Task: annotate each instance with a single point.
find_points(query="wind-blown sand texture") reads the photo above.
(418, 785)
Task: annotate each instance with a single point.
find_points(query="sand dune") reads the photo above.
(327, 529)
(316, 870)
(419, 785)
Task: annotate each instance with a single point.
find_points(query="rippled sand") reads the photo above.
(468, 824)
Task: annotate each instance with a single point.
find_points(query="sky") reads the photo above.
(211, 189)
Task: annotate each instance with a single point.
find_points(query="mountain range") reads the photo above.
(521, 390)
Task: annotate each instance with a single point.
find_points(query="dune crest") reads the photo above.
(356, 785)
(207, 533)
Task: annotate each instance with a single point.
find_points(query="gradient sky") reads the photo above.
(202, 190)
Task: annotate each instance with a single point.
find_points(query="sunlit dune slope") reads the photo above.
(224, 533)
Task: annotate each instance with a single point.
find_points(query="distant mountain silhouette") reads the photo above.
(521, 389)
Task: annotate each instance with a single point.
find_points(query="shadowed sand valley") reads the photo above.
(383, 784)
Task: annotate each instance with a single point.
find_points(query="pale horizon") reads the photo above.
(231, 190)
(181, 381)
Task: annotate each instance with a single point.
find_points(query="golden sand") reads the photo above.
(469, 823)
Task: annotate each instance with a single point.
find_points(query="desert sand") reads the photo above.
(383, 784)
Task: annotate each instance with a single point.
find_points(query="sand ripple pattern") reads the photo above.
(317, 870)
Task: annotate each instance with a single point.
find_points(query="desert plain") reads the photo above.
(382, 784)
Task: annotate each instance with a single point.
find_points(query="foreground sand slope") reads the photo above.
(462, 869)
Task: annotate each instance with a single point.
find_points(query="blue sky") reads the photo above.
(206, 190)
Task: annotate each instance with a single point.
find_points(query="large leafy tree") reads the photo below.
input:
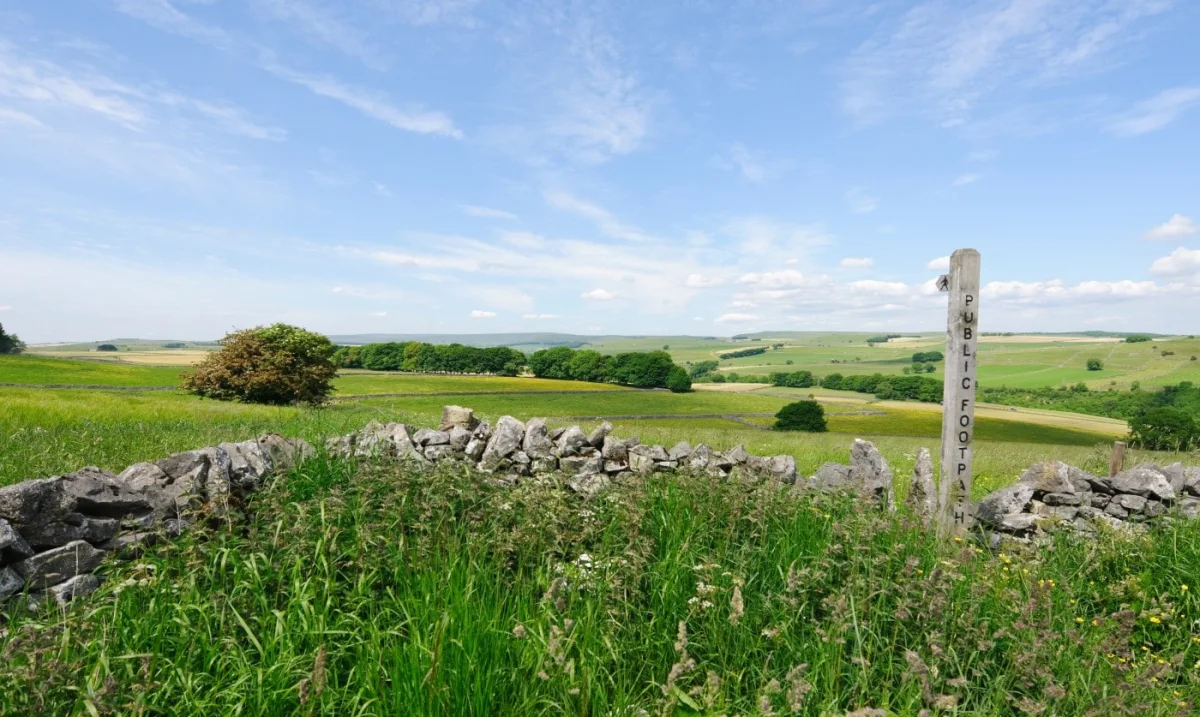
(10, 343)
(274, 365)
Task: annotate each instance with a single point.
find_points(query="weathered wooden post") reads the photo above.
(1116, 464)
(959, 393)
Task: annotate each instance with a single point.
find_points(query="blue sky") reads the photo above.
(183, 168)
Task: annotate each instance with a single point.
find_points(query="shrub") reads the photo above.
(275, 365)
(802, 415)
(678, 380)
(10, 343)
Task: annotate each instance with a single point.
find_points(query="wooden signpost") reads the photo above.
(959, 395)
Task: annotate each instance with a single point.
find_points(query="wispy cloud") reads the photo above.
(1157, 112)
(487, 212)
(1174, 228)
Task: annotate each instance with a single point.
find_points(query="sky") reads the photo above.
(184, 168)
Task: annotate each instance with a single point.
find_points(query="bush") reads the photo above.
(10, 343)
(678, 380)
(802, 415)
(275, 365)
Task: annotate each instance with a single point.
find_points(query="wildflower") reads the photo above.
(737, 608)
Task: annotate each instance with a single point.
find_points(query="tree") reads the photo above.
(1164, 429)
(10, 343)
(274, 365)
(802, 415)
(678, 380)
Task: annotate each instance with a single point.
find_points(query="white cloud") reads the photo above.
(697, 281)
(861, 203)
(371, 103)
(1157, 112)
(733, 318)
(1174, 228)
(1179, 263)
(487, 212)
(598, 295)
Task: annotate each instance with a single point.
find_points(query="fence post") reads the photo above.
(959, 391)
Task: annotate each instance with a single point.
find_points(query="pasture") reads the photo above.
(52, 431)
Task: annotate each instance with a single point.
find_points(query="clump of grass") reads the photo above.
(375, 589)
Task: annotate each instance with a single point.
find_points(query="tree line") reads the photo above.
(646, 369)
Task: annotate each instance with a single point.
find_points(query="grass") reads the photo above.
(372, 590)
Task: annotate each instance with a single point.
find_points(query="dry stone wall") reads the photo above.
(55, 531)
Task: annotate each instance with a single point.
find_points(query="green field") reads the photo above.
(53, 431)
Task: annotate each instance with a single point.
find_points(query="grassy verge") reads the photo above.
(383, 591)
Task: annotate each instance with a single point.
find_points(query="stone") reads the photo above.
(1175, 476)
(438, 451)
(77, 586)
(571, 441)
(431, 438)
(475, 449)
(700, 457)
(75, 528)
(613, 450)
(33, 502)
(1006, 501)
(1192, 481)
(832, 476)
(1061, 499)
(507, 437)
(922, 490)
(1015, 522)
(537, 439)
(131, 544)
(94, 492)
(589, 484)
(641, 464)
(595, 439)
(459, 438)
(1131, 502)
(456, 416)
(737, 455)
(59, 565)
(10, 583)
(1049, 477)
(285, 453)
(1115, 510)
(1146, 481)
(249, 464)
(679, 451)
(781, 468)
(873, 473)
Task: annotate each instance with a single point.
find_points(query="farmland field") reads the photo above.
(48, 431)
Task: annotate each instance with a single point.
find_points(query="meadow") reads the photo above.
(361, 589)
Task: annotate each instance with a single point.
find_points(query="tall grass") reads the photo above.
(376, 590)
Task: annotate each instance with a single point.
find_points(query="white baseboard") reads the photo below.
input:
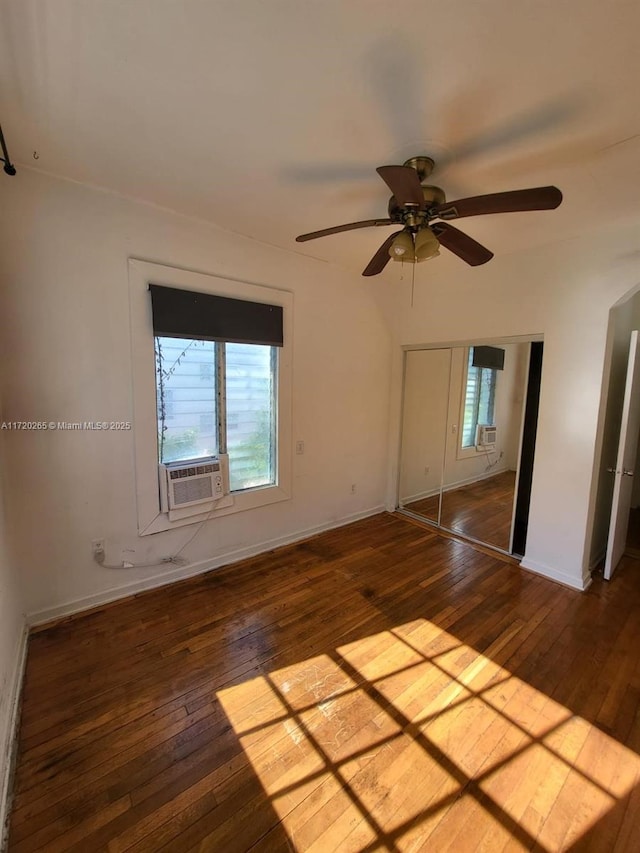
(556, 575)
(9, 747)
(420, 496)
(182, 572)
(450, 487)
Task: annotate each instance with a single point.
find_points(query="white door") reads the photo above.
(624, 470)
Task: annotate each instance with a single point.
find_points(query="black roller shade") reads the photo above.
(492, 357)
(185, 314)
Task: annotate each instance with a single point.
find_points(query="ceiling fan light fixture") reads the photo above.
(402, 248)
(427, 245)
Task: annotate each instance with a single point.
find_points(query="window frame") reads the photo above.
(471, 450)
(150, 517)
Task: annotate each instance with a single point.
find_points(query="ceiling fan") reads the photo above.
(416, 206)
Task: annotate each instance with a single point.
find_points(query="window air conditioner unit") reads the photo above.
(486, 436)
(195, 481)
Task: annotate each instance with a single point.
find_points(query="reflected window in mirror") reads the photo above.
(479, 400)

★ ★ ★ ★ ★

> _EXERCISE INSTRUCTIONS_:
Do not copy the pictures, but repeat every line exactly.

> _RESPONSE TO THE EXERCISE_:
Task: annotate each instance with a single point.
find_points(query="wind-blown sand texture") reads the photo above.
(418, 785)
Task: annotate each instance with a single point.
find_points(query="sand dune") reads the photo above.
(327, 529)
(316, 870)
(419, 785)
Task: annotate each instance with a single point.
find_points(query="rippled sand") reads the photo above.
(468, 824)
Task: annotate each instance with a single point.
find_points(query="sky") reads the photo above.
(211, 189)
Task: annotate each instance with a single point.
find_points(query="mountain range") reads the photo above.
(521, 390)
Task: annotate each instance with a single point.
find_points(query="dune crest") reads the photo above.
(356, 785)
(207, 533)
Task: annotate each instance with a single point.
find_points(query="gradient sky") reads the photo above.
(202, 190)
Task: annotate each instance with a single point.
find_points(query="sunlit dune slope") reads the photo above.
(224, 533)
Task: annotate each instance with a single point.
find_points(query="distant mountain silhouette") reads the photo above.
(521, 389)
Task: annotate each instance with a single point.
find_points(query="shadowed sand valley") reads the photo above.
(383, 784)
Task: annotate each instance with a single point.
find_points(query="pale horizon") reads the photo above.
(231, 190)
(181, 381)
Task: annotate each instance with a single point.
find_points(query="golden sand") reads the photo above.
(469, 823)
Task: annotate each instance with a single point.
find_points(query="desert sand") reads the photo above.
(383, 784)
Task: annotate each instance with a single point.
find_points(query="sand ripple pattern") reads the photo above.
(317, 870)
Task: annotate each instance with a single point.
find_points(query="desert plain") reads the photo above.
(382, 784)
Task: annotate each instance with a single point.
find_points(query="foreground sand slope") reads the photo above.
(462, 869)
Task: annotate each instance with a single point.
find_points(query="blue sky") reads the photo above.
(206, 190)
Task: annotate each instance with a single point.
find_points(query="large leafy tree") reads the photo below.
input:
(10, 343)
(274, 365)
Task: annotate each instance with a single point.
find_points(query="weathered wooden post") reads the photo above.
(1116, 464)
(959, 393)
Task: annotate each instance with a single point.
find_points(query="blue sky") reads the photo above.
(183, 168)
Task: annotate each instance with a single point.
find_points(query="shrub") reads the photo above.
(275, 365)
(802, 415)
(678, 380)
(10, 343)
Task: annotate each instance with a single point.
find_points(query="wooden signpost") reads the photo above.
(959, 395)
Task: annotate each instance with a single point.
find_points(query="wispy cloud") reads the photo above.
(1157, 112)
(487, 212)
(1174, 228)
Task: annotate each instance with a single point.
find_points(query="sky") reads the photo above.
(184, 168)
Task: annotate each instance with a single point.
find_points(query="bush") reads the photo above.
(10, 343)
(678, 380)
(802, 415)
(275, 365)
Task: annotate each instance with a single point.
find_points(query="wildflower") reads the photo above.
(737, 608)
Task: annotate each instance with a single point.
find_points(query="tree") reads the photo above.
(1164, 429)
(10, 343)
(274, 365)
(802, 415)
(678, 380)
Task: annotate each instance with a single point.
find_points(query="white cloud") reads the photo above.
(697, 281)
(861, 203)
(371, 103)
(1157, 112)
(733, 318)
(1174, 228)
(1179, 263)
(487, 212)
(598, 295)
Task: annotate each instance with a single point.
find_points(query="fence post") reads the photo above.
(959, 391)
Task: annotate each instance with a single point.
find_points(query="pasture") reads the photo above.
(52, 431)
Task: annotate each instance with a single point.
find_points(query="clump of grass") reads the photo above.
(375, 589)
Task: annotate each instance with a single point.
find_points(query="tree line") reads the photo above.
(646, 369)
Task: annotate each instance with a single point.
find_points(query="grass") reads the photo above.
(372, 590)
Task: annotate each instance with a single point.
find_points(query="dry stone wall") reads the photo above.
(55, 531)
Task: annotate each instance with a single point.
find_points(query="green field") reads the photo above.
(53, 431)
Task: annotate each instance with a single point.
find_points(query="grassy verge") reads the photo above.
(383, 591)
Task: annotate each instance with a single point.
find_points(query="stone") reads the photo above.
(1175, 476)
(438, 451)
(77, 586)
(571, 441)
(431, 438)
(475, 449)
(700, 457)
(75, 528)
(613, 450)
(33, 502)
(1006, 501)
(1192, 481)
(832, 476)
(1061, 499)
(507, 437)
(922, 490)
(1015, 522)
(537, 439)
(131, 544)
(94, 492)
(589, 484)
(641, 464)
(595, 439)
(459, 438)
(1131, 502)
(456, 416)
(737, 455)
(59, 565)
(10, 583)
(1049, 477)
(285, 453)
(1115, 510)
(1146, 481)
(249, 464)
(679, 451)
(781, 468)
(873, 473)
Task: annotate each instance with a single point.
find_points(query="farmland field") reads the photo above.
(48, 431)
Task: annotate each instance with a single point.
find_points(query="meadow") reads the photo above.
(361, 589)
Task: annotate each instance with a single point.
find_points(query="tall grass") reads the photo above.
(376, 590)
Task: annotate each instance with a single point.
find_points(query="white baseboard") reads the photo below.
input:
(556, 575)
(9, 747)
(420, 496)
(182, 572)
(450, 487)
Task: annotate each instance with a single point.
find_points(query="white door") reads the photo above.
(624, 470)
Task: annotate each instance with a single point.
find_points(query="black roller shade") reads the photo above.
(492, 357)
(185, 314)
Task: annotate each instance with a single point.
find_points(query="ceiling fan light fixture") reads the photo above.
(402, 248)
(427, 245)
Task: annotate each instance with a single point.
find_points(query="window frame") reads the photo above.
(471, 450)
(150, 517)
Task: annotate each instance with a single point.
find_points(query="ceiling fan") reads the photo above.
(416, 206)
Task: annotate each instance with a single point.
find_points(query="window air conditioner unit") reads the photo above.
(486, 436)
(195, 481)
Task: annotate each instance with a single point.
find_points(query="reflected window in mirror") reads the photo above.
(479, 400)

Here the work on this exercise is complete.